___ SOURCE ___
It's a pretty savage start to the day, but I'm buoyed up by my mission. After trekking for just shy of an hour I reach a tiny palm bivouac I had weaved with the brilliant ex-bird-of-paradise-hunting local villagers the day before. This one-person shelter, just big enough for me, had to be constructed out of the right species of palm, apparently, or the performer I was here for wouldn't show up.

The hide has one tiny opening in the palm fronds that allows a super low-angle, close-up view of a doughnut of vegetation 30 cm high and 1.5 m across, with a spire rising 1.5 m from its centre. The doughnut is a thick ring of moss and branches, while the central maypole is a tower of sticks that looks like the result of an obsessive round of pick-up-sticks. It is utterly bizarre and has a Blair Witch Project feel about it. In fact, it's possibly the most architecturally impressive structure made by any single animal – the bower of a MacGregor's Bowerbird. I'm trying to 'work' hides across multiple bowers to find the best angles for our remote cameras and long-lens cameraman.


This spectacular construction, like something from a cult horror film, is made by a male MacGregor's Bowerbird.
___ EXTRACTED DATA ___
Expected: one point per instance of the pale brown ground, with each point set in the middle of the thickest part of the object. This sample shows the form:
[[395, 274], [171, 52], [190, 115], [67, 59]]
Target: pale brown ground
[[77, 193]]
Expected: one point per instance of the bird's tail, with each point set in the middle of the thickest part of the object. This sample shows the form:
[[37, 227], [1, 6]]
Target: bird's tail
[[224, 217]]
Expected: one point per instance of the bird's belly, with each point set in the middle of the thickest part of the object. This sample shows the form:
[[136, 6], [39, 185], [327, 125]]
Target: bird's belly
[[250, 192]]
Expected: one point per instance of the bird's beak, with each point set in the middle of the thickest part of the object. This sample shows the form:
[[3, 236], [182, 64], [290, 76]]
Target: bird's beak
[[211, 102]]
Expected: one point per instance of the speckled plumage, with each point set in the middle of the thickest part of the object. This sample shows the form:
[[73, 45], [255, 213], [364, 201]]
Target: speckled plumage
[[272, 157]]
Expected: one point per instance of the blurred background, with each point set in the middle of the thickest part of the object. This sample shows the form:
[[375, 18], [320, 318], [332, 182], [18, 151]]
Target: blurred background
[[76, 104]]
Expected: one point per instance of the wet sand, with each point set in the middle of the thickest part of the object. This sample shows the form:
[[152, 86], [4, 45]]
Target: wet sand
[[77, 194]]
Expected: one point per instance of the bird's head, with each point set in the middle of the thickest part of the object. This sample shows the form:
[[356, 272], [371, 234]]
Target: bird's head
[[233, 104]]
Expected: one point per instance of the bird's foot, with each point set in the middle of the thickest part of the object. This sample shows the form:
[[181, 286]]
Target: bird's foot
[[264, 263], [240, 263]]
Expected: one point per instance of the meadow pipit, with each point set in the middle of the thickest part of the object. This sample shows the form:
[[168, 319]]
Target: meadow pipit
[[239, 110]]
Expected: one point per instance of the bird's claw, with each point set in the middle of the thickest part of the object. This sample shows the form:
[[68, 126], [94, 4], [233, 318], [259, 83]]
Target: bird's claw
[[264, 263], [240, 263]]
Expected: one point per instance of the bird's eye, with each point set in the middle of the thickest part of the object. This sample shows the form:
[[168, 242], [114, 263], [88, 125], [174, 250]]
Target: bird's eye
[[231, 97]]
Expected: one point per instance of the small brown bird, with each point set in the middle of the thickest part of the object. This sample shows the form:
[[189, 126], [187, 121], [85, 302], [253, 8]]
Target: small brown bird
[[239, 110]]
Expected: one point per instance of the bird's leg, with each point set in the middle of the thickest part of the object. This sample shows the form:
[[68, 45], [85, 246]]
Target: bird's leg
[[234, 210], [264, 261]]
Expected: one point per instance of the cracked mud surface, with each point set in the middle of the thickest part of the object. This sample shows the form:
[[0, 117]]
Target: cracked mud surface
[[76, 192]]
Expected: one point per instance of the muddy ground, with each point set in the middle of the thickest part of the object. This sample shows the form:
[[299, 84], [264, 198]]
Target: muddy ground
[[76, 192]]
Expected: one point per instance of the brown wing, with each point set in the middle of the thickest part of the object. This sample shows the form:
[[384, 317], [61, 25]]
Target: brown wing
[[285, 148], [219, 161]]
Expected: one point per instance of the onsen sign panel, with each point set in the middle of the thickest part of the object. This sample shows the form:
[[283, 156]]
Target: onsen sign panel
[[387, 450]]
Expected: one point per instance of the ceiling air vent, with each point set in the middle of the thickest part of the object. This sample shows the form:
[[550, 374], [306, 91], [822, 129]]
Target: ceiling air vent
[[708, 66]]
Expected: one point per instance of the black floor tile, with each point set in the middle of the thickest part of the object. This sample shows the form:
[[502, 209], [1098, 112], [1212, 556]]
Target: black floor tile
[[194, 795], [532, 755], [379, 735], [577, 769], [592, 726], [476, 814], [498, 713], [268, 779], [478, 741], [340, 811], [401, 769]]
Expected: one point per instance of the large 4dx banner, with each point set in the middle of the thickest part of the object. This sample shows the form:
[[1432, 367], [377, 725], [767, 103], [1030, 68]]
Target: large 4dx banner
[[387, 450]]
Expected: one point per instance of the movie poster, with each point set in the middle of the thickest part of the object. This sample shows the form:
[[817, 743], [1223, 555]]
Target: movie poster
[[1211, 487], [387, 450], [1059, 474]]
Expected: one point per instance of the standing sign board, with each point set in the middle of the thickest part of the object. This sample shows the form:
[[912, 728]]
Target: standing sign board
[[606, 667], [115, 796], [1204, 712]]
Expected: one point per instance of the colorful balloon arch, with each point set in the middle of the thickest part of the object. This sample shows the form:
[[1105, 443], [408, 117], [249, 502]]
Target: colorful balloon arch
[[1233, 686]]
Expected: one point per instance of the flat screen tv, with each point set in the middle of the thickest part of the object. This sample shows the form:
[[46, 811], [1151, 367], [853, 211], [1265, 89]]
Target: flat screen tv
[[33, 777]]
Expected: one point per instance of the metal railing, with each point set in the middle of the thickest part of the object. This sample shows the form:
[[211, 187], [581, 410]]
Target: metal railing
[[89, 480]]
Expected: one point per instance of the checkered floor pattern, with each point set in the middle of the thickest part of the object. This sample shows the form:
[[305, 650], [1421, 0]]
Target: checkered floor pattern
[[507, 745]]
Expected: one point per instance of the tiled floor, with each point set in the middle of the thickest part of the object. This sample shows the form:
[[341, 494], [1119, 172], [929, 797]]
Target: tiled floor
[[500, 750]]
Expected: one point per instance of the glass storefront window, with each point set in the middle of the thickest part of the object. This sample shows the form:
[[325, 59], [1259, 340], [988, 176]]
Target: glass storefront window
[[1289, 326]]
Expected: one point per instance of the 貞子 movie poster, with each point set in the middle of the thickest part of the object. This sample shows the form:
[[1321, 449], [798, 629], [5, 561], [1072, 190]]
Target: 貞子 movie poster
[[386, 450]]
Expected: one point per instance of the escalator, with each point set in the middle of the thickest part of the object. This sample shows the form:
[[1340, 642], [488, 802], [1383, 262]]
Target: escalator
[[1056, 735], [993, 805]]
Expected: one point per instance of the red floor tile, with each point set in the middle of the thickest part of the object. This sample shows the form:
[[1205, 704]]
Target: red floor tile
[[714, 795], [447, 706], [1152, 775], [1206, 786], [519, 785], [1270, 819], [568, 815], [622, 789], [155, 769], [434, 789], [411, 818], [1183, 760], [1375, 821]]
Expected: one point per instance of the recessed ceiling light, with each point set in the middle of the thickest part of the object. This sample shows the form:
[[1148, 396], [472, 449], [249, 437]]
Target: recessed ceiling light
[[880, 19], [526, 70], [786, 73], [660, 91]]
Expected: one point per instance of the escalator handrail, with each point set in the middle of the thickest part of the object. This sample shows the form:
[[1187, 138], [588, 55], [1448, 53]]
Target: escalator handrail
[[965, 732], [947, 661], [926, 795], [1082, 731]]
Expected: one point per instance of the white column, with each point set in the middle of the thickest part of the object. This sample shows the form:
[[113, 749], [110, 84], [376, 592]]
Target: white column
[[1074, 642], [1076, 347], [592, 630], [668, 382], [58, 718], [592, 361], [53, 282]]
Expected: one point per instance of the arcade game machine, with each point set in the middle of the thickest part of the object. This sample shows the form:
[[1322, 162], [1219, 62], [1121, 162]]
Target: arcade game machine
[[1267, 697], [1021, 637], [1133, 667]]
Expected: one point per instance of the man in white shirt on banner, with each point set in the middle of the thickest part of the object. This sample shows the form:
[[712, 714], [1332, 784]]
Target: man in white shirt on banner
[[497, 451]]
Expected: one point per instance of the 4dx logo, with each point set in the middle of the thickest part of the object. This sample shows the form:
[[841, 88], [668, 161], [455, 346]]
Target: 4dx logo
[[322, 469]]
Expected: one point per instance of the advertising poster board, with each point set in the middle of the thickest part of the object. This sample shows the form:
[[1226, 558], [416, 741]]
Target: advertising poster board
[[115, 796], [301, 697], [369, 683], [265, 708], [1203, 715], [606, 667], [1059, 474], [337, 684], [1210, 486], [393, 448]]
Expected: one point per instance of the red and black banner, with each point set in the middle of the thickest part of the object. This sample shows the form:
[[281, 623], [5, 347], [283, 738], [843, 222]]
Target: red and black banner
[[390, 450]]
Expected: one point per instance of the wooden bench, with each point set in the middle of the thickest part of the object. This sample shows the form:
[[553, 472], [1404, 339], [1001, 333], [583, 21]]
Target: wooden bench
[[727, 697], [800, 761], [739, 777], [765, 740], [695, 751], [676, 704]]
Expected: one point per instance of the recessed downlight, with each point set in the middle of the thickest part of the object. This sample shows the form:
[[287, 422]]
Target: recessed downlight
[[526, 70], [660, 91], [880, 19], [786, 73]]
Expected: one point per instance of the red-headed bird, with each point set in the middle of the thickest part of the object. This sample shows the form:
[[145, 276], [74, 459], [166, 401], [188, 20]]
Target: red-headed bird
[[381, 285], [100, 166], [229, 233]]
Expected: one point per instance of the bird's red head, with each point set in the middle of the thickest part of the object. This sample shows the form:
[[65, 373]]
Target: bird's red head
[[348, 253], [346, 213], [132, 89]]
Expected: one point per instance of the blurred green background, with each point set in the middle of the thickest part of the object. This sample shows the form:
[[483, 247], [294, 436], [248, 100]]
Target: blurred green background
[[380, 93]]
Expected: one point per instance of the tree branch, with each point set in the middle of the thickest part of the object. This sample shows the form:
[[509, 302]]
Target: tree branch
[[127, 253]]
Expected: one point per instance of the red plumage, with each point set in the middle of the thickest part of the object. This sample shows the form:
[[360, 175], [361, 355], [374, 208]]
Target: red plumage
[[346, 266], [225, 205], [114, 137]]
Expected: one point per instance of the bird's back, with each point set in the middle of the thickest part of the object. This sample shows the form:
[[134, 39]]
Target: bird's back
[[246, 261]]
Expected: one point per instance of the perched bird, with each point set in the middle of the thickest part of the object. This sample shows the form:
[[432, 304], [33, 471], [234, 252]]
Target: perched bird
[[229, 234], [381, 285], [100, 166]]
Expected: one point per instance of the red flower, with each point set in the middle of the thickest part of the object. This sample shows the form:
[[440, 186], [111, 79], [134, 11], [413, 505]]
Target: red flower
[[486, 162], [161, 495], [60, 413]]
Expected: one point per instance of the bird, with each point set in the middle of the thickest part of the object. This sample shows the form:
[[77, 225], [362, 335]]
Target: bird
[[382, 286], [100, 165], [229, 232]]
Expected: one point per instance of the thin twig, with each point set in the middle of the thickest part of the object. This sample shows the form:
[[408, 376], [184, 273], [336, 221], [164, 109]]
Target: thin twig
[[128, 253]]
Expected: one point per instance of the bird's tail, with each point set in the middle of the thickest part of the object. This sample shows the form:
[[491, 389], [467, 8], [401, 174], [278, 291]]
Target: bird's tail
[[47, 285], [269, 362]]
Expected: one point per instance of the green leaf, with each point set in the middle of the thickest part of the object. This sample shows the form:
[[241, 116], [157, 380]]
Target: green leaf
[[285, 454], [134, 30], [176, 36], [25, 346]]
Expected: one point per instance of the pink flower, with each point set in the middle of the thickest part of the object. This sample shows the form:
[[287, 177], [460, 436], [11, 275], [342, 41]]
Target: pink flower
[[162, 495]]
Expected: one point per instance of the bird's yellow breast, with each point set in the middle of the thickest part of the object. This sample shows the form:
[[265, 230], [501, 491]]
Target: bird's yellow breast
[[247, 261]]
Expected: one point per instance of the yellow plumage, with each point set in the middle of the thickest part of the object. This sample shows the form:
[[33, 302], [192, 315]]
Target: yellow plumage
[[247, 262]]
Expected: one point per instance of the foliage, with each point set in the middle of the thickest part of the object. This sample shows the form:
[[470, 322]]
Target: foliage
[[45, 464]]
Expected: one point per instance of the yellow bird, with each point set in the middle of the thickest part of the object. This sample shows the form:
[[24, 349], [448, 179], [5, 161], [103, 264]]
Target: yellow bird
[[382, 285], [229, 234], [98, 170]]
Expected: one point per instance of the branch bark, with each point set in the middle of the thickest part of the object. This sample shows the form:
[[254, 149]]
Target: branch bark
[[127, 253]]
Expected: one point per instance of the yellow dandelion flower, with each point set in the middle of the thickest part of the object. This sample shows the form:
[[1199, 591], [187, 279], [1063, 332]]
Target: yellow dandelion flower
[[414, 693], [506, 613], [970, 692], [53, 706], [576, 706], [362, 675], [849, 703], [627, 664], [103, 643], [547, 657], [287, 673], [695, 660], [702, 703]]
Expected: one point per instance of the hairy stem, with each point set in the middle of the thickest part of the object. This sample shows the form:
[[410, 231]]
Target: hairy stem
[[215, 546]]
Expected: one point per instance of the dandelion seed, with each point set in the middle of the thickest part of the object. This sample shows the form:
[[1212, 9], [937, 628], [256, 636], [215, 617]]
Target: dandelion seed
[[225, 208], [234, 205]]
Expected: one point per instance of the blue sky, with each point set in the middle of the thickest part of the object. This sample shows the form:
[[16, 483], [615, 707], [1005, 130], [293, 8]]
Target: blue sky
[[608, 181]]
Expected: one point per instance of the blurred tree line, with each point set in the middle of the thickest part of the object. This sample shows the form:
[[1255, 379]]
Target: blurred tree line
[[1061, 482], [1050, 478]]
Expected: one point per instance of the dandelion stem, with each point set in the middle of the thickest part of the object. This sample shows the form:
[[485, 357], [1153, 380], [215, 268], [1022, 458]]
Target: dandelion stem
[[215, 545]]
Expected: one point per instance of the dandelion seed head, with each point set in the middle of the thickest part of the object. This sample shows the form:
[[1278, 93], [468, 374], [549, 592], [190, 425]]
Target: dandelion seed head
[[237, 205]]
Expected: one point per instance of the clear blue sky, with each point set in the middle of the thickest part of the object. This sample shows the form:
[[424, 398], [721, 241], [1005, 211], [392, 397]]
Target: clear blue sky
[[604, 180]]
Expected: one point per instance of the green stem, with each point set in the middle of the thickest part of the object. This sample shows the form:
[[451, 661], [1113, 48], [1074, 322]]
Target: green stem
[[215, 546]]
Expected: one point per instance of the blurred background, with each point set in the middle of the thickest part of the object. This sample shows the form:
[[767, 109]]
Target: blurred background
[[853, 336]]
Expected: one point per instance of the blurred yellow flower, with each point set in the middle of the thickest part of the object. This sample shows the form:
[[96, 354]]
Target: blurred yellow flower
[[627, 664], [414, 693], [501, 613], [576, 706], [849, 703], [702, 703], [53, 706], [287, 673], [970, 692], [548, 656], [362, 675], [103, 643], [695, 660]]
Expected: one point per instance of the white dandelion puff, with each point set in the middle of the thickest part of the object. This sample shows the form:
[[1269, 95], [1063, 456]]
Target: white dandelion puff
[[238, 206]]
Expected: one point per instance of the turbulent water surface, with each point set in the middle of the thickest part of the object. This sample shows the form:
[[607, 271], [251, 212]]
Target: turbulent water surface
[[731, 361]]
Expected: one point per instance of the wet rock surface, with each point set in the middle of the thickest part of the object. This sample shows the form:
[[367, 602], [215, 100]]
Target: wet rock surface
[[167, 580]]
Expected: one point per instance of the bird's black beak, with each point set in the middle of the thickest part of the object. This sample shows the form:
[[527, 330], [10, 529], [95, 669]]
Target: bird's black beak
___
• _TO BE DONE_:
Copy out the bowerbird passage above word for word, from start to finish.

• _SOLUTION TO THE PROBLEM_:
It's a pretty savage start to the day, but I'm buoyed up by my mission. After trekking for just shy of an hour I reach a tiny palm bivouac I had weaved with the brilliant ex-bird-of-paradise-hunting local villagers the day before. This one-person shelter, just big enough for me, had to be constructed out of the right species of palm, apparently, or the performer I was here for wouldn't show up.

The hide has one tiny opening in the palm fronds that allows a super low-angle, close-up view of a doughnut of vegetation 30 cm high and 1.5 m across, with a spire rising 1.5 m from its centre. The doughnut is a thick ring of moss and branches, while the central maypole is a tower of sticks that looks like the result of an obsessive round of pick-up-sticks. It is utterly bizarre and has a Blair Witch Project feel about it. In fact, it's possibly the most architecturally impressive structure made by any single animal – the bower of a MacGregor's Bowerbird. I'm trying to 'work' hides across multiple bowers to find the best angles for our remote cameras and long-lens cameraman.


This spectacular construction, like something from a cult horror film, is made by a male MacGregor's Bowerbird.